DO THIS =>
Copy the data below, starting at the line that contains "As a warehouse robot's perception module, locate forearm" and continuing through the end of the data.
start EXERCISE INPUTS
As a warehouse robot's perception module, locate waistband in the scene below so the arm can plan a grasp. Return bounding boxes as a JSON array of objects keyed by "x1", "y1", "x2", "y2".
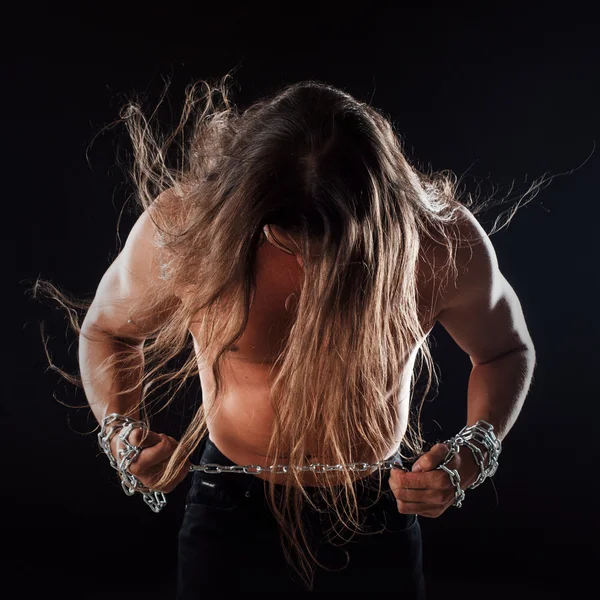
[{"x1": 194, "y1": 435, "x2": 404, "y2": 490}]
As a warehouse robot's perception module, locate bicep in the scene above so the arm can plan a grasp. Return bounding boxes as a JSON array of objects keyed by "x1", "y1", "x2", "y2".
[
  {"x1": 437, "y1": 206, "x2": 533, "y2": 365},
  {"x1": 83, "y1": 192, "x2": 180, "y2": 341}
]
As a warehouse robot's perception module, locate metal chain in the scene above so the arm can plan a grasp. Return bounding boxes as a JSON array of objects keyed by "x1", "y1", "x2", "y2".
[
  {"x1": 98, "y1": 413, "x2": 502, "y2": 512},
  {"x1": 190, "y1": 460, "x2": 406, "y2": 475}
]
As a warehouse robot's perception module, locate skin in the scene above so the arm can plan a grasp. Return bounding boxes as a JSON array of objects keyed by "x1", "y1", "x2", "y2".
[{"x1": 82, "y1": 193, "x2": 530, "y2": 517}]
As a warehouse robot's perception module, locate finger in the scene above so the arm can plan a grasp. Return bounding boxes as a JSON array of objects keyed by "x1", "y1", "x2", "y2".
[
  {"x1": 129, "y1": 434, "x2": 175, "y2": 475},
  {"x1": 412, "y1": 443, "x2": 450, "y2": 473},
  {"x1": 127, "y1": 427, "x2": 161, "y2": 448}
]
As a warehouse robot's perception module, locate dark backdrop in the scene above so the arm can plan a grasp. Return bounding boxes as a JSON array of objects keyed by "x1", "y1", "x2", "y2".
[{"x1": 7, "y1": 3, "x2": 600, "y2": 600}]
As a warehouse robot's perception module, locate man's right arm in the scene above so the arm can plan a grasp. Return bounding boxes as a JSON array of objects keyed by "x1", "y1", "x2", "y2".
[{"x1": 79, "y1": 193, "x2": 180, "y2": 422}]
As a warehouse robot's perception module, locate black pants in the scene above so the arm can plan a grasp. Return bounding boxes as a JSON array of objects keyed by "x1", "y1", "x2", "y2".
[{"x1": 177, "y1": 436, "x2": 425, "y2": 600}]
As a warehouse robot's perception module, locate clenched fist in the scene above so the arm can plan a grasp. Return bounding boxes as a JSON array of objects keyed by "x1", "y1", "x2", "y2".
[{"x1": 110, "y1": 428, "x2": 192, "y2": 494}]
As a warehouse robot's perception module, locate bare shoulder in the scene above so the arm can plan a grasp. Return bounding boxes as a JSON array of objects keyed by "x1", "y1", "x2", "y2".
[
  {"x1": 428, "y1": 207, "x2": 533, "y2": 364},
  {"x1": 83, "y1": 191, "x2": 180, "y2": 339}
]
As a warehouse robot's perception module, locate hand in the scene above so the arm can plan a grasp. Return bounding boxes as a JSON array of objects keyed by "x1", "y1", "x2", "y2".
[
  {"x1": 110, "y1": 428, "x2": 192, "y2": 494},
  {"x1": 389, "y1": 443, "x2": 479, "y2": 518}
]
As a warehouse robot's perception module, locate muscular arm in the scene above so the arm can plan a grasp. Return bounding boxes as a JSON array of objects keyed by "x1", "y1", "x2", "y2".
[
  {"x1": 437, "y1": 209, "x2": 535, "y2": 450},
  {"x1": 79, "y1": 193, "x2": 180, "y2": 422}
]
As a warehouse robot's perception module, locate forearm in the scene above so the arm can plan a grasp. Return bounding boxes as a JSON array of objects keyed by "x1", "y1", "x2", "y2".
[
  {"x1": 79, "y1": 325, "x2": 144, "y2": 423},
  {"x1": 466, "y1": 348, "x2": 535, "y2": 458}
]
end EXERCISE INPUTS
WORKED ANSWER =>
As a warehouse robot's perception module, locate forearm in the scene above so the arm can plan a grasp. Return bounding boxes as a JSON array of objects keyed by "x1", "y1", "x2", "y2".
[
  {"x1": 79, "y1": 325, "x2": 144, "y2": 423},
  {"x1": 466, "y1": 348, "x2": 535, "y2": 458}
]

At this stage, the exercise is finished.